** start of Information given **

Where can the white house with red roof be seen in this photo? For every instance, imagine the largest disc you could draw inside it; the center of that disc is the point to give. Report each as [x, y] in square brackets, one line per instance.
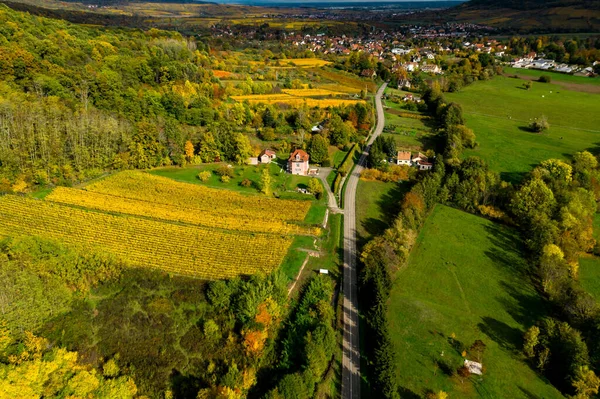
[298, 162]
[422, 162]
[266, 156]
[404, 158]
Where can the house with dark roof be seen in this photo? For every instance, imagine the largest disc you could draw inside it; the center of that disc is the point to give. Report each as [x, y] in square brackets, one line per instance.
[298, 162]
[266, 156]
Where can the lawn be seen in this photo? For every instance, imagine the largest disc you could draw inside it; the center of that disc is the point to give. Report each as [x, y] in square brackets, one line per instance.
[589, 275]
[281, 181]
[500, 110]
[556, 76]
[466, 277]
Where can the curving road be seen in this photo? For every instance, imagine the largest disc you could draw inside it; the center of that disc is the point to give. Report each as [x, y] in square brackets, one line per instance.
[351, 352]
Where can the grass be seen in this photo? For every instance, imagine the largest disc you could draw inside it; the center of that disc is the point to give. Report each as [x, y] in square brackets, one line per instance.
[293, 260]
[466, 276]
[377, 203]
[499, 112]
[589, 275]
[281, 181]
[556, 76]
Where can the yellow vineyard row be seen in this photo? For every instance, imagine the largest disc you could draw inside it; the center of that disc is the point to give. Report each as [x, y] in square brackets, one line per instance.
[296, 101]
[187, 250]
[111, 203]
[312, 92]
[161, 190]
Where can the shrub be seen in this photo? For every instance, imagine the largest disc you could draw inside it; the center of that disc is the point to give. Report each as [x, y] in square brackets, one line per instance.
[540, 124]
[224, 170]
[545, 79]
[204, 176]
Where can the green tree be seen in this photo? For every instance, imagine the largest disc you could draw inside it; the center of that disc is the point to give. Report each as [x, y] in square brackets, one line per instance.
[318, 149]
[265, 181]
[243, 148]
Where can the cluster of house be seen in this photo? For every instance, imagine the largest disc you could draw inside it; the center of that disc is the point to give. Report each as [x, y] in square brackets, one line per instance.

** end of Information given **

Problem statement: Copy each line in full and exactly, omitting any picture.

Reply to the task:
Where can the white house with red roof be seen in this photo? For every instance, imagine the largest disc you could draw inside it; the center of that disc is the point to give. Report each as [x, y] in square brackets, one line per instance.
[298, 162]
[422, 162]
[266, 156]
[404, 158]
Where can the house with dark roof be seen in this photo? For every instance, imagine the largest disc you could draw inside it; the center of that disc is the point to give. Report each as [x, y] in square brackets, one line per instance.
[298, 162]
[266, 156]
Where can the lawn be seen in this photo? For every instance, imagine the largest disc you could draw inside it; the center of that disc is the point to give. Report each as [x, y] in square brackets, one line per instance.
[589, 275]
[281, 181]
[500, 110]
[556, 76]
[466, 277]
Where can the curving road be seen in this photo? For every instance, imagine the largest disc you could draw inside it; the center of that disc is the point to give. Report each as [x, y] in square brackets, one line per instance.
[351, 352]
Where can the grass be seen in this photo? For every instance, imagine the largest disc you could draw inside it; the center of that disc is the point to give. Report each as [x, y] in square brackets, one line per instance.
[293, 260]
[466, 276]
[377, 203]
[499, 112]
[589, 275]
[281, 181]
[556, 76]
Where can the yellow vineyard row be seen in this photo? For every instance, imagine the largest disc you could draw inside it; the center of that disc is the point to give. Report each as [x, y] in square brackets, one line per instance.
[296, 101]
[187, 250]
[111, 203]
[312, 92]
[161, 190]
Where can the shrub be seen in this photo? For every instance, imagine the largest disc you could draw inside it; the center of that disc is the point to give. Report each as [x, y] in square brackets, one line per instance.
[540, 124]
[224, 170]
[545, 79]
[204, 176]
Where can the green tree be seen in this photo? For every instance, imagine the largest disc you could draw inside it; the center of that disc is the point to give. Report each as [x, y] in square brackets, one line per instance.
[318, 149]
[265, 181]
[243, 148]
Where can the cluster of house be seen in this photo? For every instance, imagine the largest disc you could draw inside it; the center of that disc is the point to give. Report each as [x, y] in square brackets, one line per instance.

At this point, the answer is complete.